Saved entries:

************

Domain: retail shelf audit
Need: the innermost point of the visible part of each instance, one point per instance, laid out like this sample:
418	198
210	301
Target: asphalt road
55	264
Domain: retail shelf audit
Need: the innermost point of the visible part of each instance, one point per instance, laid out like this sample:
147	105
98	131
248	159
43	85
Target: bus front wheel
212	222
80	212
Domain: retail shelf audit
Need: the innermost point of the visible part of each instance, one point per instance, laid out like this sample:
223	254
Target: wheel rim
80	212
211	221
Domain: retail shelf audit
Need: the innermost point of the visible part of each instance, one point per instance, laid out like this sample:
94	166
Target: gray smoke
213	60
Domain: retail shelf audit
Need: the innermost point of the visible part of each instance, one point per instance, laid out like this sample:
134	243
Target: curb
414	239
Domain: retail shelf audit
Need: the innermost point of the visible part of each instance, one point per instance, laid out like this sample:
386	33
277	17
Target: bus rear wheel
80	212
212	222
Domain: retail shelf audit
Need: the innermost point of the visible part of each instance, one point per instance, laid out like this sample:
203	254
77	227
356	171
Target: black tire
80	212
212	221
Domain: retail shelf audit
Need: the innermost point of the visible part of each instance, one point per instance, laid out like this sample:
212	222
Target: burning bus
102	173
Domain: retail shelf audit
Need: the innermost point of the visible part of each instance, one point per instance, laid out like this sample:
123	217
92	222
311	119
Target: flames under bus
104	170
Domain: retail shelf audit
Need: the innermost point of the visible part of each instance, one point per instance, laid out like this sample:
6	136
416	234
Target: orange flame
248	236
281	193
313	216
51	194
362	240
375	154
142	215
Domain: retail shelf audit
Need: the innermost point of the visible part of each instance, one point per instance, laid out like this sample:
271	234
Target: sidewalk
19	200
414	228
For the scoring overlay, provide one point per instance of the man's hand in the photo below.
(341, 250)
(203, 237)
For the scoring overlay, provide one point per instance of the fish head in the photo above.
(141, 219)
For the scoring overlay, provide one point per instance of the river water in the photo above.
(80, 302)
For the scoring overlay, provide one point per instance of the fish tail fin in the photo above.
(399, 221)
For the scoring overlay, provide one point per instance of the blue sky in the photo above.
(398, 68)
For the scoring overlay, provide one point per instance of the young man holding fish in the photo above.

************

* Description of the task *
Please quote every record above exactly as it appears.

* Written solution *
Domain: retail shelf audit
Need: the innermost point of the visible part of each instance, one point per instance, laid out like this sample:
418	198
210	301
Target: asphalt road
55	264
Domain: retail shelf audit
Need: the innermost point of the visible part of each instance, one point per instance, laid out like this sample:
147	105
98	131
248	159
43	85
Target: bus front wheel
212	222
80	212
Domain: retail shelf audit
Need: the innermost point of the visible part of each instance, one point per instance, laid out like this sample:
223	254
Target: wheel rim
80	212
211	221
Domain: retail shelf audit
Need: the innermost point of the visible part of each instance, one point per instance, laid out like this sample:
94	166
Target: gray smoke
213	60
Domain: retail shelf audit
Need: the innermost point of the visible part of each instance, one point per instance, laid out like this sample:
134	243
Target: curb
414	239
Domain: retail shelf audit
Need: the innermost point of the visible part of each instance, one point per instance, laid out like this sample:
386	33
277	17
Target: bus rear wheel
80	212
212	222
Domain: retail shelf audit
Need: the innermost point of the visible part of each instance, one point per instance, laid out like this sample:
203	254
77	227
356	171
Target: black tire
80	212
212	221
Domain: retail shelf audit
Need: the innermost point of the visible part of each instance, one point per instance, laid out like this sample:
212	222
Target: burning bus
102	173
Domain: retail shelf audit
Need: the innermost point of the visible part of each instance, one point per instance, laid out like this sample:
123	217
92	222
311	119
Target: flames under bus
104	170
Domain: retail shelf audit
Need: the innermost point of the visible part of each instance, one point per instance, laid out like this sample:
6	136
416	234
Target: orange flame
248	236
281	193
313	216
51	194
362	240
375	154
142	215
Domain: retail shelf audit
Need: the innermost point of the visible part of each instance, one point per instance, laid out like this sample:
271	234
Target: sidewalk
19	200
414	228
For the scoring overlay, provide one point per instance of the man's hand in the photo below.
(341, 250)
(203, 237)
For the scoring overlay, provide one point per instance of the fish head in the photo above.
(141, 219)
For the scoring overlay, provide one point per instance of the river water in the photo above.
(80, 302)
For the scoring overlay, provide one point per instance of the fish tail fin in the photo above.
(399, 221)
For the scoring overlay, provide one point per instance of the blue sky in the photo above.
(398, 68)
For the scoring overlay, provide one point per instance of the young man holding fish in the photo above.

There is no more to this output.